** PEDIDO **
Escreva a continuação do texto sobre a tecnologia e o sedentarismo, começando logo depois da última frase.

** TRECHO FORNECIDO **
──────────

Se te disserem que o mundo vive, em todos os aspectos,
a sua fase mais evoluída, ouça, pense e não acredite. É senso comum que a
tecnologia tornou a vida nossa mais simples, o que deu à máquina ares de ser
vivente para que nós, a dita espécie mais avançada, arrefecêssemos e
acomodássemos mais. Nesse sentido, a história sempre tendeu o homem ao
sedentarismo. Em resumo, desacelerar o ritmo do batimento cardíaco, cansar
menos e fazer com que o meio à nossa volta nos servisse são anseios mais
antigos do que a reflexão sobre o assunto. Não lamente: isso simboliza a
singularidade humana. Só ela é capaz de criar, adequar, produzir cultura em
prol de uma melhor sobrevivência.

──────────

** MATERIAL FORNECIDO **
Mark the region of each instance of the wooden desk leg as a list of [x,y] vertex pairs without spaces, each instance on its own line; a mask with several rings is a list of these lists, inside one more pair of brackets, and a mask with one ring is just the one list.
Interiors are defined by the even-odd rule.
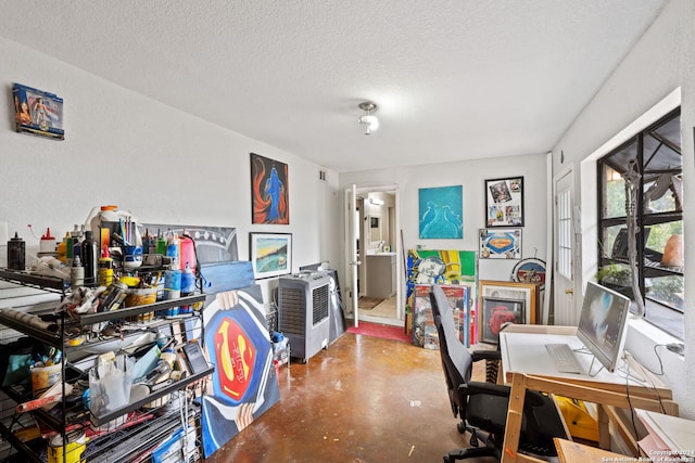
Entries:
[[517,461],[525,399],[526,380],[522,374],[515,373],[511,378],[511,394],[509,395],[509,408],[507,410],[507,425],[504,429],[502,463],[513,463]]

──────────

** RESULTADO FINAL **
Os religiosos de plantão mais
fervorosos irão me condenar, mas, acalmem-se: o homem nem sempre raciocinou,
não apareceu ao mundo como se imagina, um produto acabado. Embora desafiador e
provocativo, não leve Adão e Eva ao pé da letra. Entenda-os como um mito. O homem,
no princípio, o homo habilis, era
bastante semelhante a um animal. Até
então, o nosso semelhante de 2 milhões a.C. não se locomovia como você. As mãos
tinham como função principal cravarem-se no chão para
levar o ser humano daqui para lá. Para se ter dimensão, só havia uma forma de
saciar a sede: indo até a beira de um rio ou lago, agachando-se e levando a
língua até o líquido. É evidente: esse indivíduo não pensava, e isso fazia dele
uma criatura excessivamente limitada.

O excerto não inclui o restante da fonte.